═══ Source document ═══

I traced the issue and it is due to including "_" in the node names. Maybe leave a comment regarding that in the docs or fix.

Versions

PyTorch version: 2.2.0 Is debug build: False CUDA used to build PyTorch: Could not collect ROCM used to build PyTorch: N/A

Versions of relevant libraries: [pip3] numpy==1.26.3 [pip3] pytorch-lightning==2.2.0.post0 [pip3] torch==2.2.0 [pip3] torch_geometric==2.5.0 [pip3] torch-tb-profiler==0.4.3 [pip3] torchmetrics==1.3.1 [pip3] torchvision==0.17.0 [pip3] triton==2.2.0 [conda] blas 1.0 mkl
[conda] cpuonly 2.0 0 pytorch [conda] mkl 2023.1.0 h213fc3f_46344
[conda] mkl-service 2.4.0 py312h5eee18b_1
[conda] mkl_fft 1.3.8 py312h5eee18b_0
[conda] mkl_random 1.2.4 py312hdb19cb5_0
[conda] numpy 1.26.3 py312hc5e2394_0
[conda] numpy-base 1.26.3 py312h0da6c21_0
[conda] pyg 2.5.0 py312_torch_2.2.0_cpu pyg [conda] pytorch 2.2.0 cpu_py312hb9e5694_0
[conda] pytorch-cuda 11.8 h7e8668a_5 pytorch [conda] pytorch-lightning 2.2.0.post0 pypi_0 pypi [conda] pytorch-mutex 1.0 cpu pytorch [conda] torch-tb-profiler 0.4.3 pypi_0 pypi [conda] torchmetrics 1.3.1 pypi_0 pypi [conda] torchvision 0.17.0 pypi_0 pypi [conda] triton 2.2.0 pypi_0 pypi

I choose not to disclose other system information.

rusty1s commented 7 months ago

This is definitely unintended, but I cannot reproduce this - runs fine on my end. The only difference in setup is that I am running on Python 3.10.

OliEfr commented 7 months ago

That's interesting. I am sure that it is due to the underscores on my end. I try to provide additional info if I have time. Please leave the issue open.

OliEfr commented 7 months ago

I'm back, thanks for you patience. Indeed, the MVP I provided originally runs without error. I am sorry about that.

═══ Material shown ═══

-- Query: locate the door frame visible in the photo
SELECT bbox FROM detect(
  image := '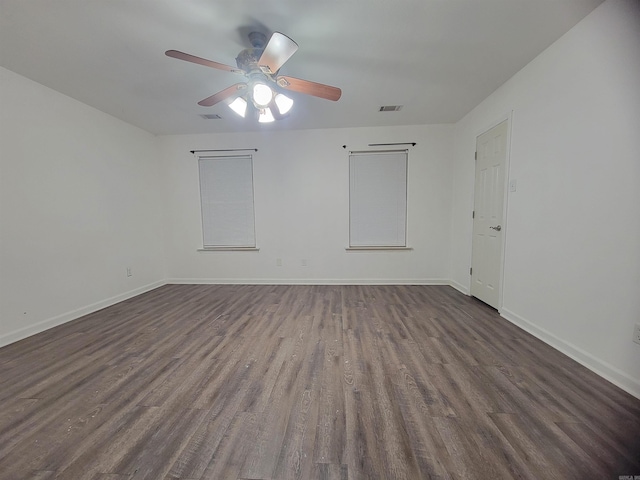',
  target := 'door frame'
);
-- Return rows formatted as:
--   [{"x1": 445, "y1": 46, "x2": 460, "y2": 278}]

═══

— Problem details —
Can you retype the thread word for word, starting at "I choose not" and stopping after "the issue open."? The entries were drawn from a different source than the thread.

— Result of this exercise —
I choose not to disclose other system information.

rusty1s commented 7 months ago

This is definitely unintended, but I cannot reproduce this - runs fine on my end. The only difference in setup is that I am running on Python 3.10.

OliEfr commented 7 months ago

That's interesting. I am sure that it is due to the underscores on my end. I try to provide additional info if I have time. Please leave the issue open.